_WORK TO BE COMPLETED_: Render the data below as a numbered list, one line per item, with blank lines skipped and the pictures left out.

+--

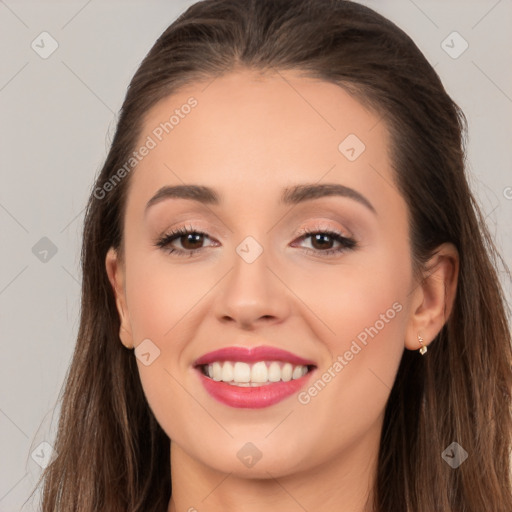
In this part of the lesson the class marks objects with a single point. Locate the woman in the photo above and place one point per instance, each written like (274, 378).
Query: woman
(290, 298)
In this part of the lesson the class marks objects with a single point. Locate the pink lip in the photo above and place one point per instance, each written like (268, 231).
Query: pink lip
(258, 396)
(252, 355)
(252, 397)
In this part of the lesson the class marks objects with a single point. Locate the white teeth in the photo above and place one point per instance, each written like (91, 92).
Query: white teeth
(227, 372)
(274, 372)
(242, 372)
(260, 373)
(286, 372)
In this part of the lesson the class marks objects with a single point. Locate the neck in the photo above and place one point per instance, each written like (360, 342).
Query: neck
(344, 482)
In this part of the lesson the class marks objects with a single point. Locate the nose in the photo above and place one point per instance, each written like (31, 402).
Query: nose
(252, 294)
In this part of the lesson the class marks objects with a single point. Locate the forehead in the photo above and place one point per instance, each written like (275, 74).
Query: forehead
(248, 132)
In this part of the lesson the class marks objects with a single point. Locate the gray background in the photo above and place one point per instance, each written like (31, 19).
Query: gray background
(58, 118)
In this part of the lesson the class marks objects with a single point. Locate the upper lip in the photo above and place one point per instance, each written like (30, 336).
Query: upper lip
(252, 355)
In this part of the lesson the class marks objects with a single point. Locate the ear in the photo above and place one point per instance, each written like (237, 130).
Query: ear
(433, 297)
(116, 276)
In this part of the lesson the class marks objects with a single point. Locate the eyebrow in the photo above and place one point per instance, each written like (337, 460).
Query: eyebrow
(290, 196)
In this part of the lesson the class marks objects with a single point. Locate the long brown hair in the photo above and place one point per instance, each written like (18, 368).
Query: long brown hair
(113, 455)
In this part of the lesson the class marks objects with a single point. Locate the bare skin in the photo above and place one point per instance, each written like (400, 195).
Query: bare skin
(249, 137)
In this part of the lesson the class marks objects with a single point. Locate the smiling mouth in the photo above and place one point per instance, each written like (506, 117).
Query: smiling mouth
(260, 373)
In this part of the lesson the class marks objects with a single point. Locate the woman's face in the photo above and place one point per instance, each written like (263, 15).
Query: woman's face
(256, 279)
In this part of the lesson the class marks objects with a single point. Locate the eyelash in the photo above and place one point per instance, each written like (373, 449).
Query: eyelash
(165, 241)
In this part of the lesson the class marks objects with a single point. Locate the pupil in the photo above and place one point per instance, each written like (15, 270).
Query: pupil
(321, 238)
(190, 238)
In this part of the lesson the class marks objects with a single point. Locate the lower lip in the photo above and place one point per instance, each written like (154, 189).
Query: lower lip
(252, 397)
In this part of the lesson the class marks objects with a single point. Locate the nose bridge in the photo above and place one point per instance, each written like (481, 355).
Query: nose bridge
(251, 290)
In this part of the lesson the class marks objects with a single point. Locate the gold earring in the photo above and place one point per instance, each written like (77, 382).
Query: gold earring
(423, 348)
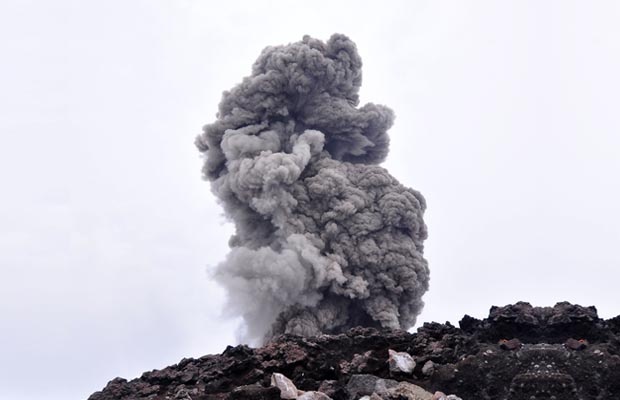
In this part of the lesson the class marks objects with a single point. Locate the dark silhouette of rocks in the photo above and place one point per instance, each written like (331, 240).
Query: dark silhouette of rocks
(519, 352)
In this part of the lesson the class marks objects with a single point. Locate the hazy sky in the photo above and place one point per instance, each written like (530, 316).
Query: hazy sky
(507, 121)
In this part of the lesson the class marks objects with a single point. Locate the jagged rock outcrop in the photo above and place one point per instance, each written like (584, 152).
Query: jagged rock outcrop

+--

_SOLUTION_:
1. In this part of the lesson the class marks objects with a single point. Locate the woman in the photo above and place one point per instance, each written like (274, 378).
2. Query: woman
3. (290, 298)
4. In this part of the lesson the class marks objects with a single point. Locate the pink lip in the photo above and place one point per instance, each written like (268, 231).
5. Query: pink lip
6. (258, 396)
7. (252, 355)
8. (252, 397)
9. In this part of the lesson the class marks objects with a single point. Locate the white teeth in the photo above and place one point per instance, each written like (91, 92).
10. Query: white teeth
11. (227, 372)
12. (274, 372)
13. (242, 372)
14. (260, 373)
15. (286, 372)
16. In this part of the lesson the class marks objects with a single point. Locate the neck in the photo above and place one point per instance, each written like (360, 342).
17. Query: neck
18. (344, 482)
19. In this part of the lesson the class marks objects with a single point. Locate the nose in the photo above and place one point per instance, each written like (31, 402).
20. Query: nose
21. (252, 294)
22. In this part of the lesson the class marks objects with a single point. Locate the forehead in the photo above and place one point per instance, each written like (275, 74).
23. Query: forehead
24. (248, 132)
25. In this part of the lesson the class marks objects with a single point. Locate the gray background in the photo above and place one point per instance, each written like (31, 19).
26. Query: gray background
27. (58, 118)
28. In this part of the lesson the class marks objects with a single point. Locate the upper lip in the photo above and place one point per instance, each written like (30, 336).
29. Query: upper lip
30. (252, 355)
31. In this part of the lesson the class marks objects with a single point. Locate the ear in the photo above and place one point per instance, each written like (237, 130).
32. Query: ear
33. (433, 297)
34. (116, 276)
35. In this part of the lesson the class marks objects with a single point. Locate the eyebrow in the photo above and place one point per instance, each written like (337, 460).
36. Query: eyebrow
37. (290, 196)
38. In this part of the lesson the class marks objects with a single point. Locate the long brown hair in the photo above and place one point per instance, each written like (18, 368).
39. Query: long brown hair
40. (113, 455)
41. In this part of the lesson the class marks objects with a single point. Locate the bare skin in the photo above and place one point per instance, each written like (400, 195).
42. Query: bare skin
43. (249, 137)
44. In this part of the lesson the class marks objects with a single point. Locate the smiling mouth in the photo above and place one point per instance, each written like (506, 117).
45. Query: smiling mouth
46. (260, 373)
47. In this part of the lesson the class marks objects with a single point. Locate the woman's face in the photo above and place one point per instance, each written like (263, 15).
48. Query: woman's face
49. (256, 279)
50. In this part of the lesson the class marks objects with a single point. Locate the eyelash in the photo above and place one point per instance, each written like (373, 449).
51. Query: eyelash
52. (165, 241)
53. In this part of the lesson the class marks objects with a single point. Locate the pupil in the photo above and place one point per instance, each written like (15, 270).
54. Query: pupil
55. (321, 238)
56. (190, 238)
57. In this part of the lesson the class marks objects with a single point. Locate the lower lip in the photo above and place one point per instance, each written like (154, 189).
58. Query: lower lip
59. (252, 397)
60. In this part of the lesson the class marks objects with a single point. Locate the nose bridge in the photo above and place one point per instance, each written like (481, 355).
61. Query: nose bridge
62. (251, 290)
63. In this part of the lesson the class marks objects with a single point. Locate the gold earring in the photo above and place one point per instance, each written like (77, 382).
64. Query: gold earring
65. (423, 348)
66. In this part of the lesson the class marks objects with a single point. Locate the dark silhouette of rocks in the photo above and place one point per instance, each written like (331, 240).
67. Query: dark silhouette of rocks
68. (519, 352)
69. In this part of the lesson the class marks objects with a single point. Locate the hazy sky in the photo above and place one point per instance, each written like (530, 316).
70. Query: hazy sky
71. (507, 121)
72. In this part of the lesson the class marks objects with a single point. Locate the jagged rock outcrop in the photo above and place one point per instance, each written like (584, 152).
73. Query: jagged rock outcrop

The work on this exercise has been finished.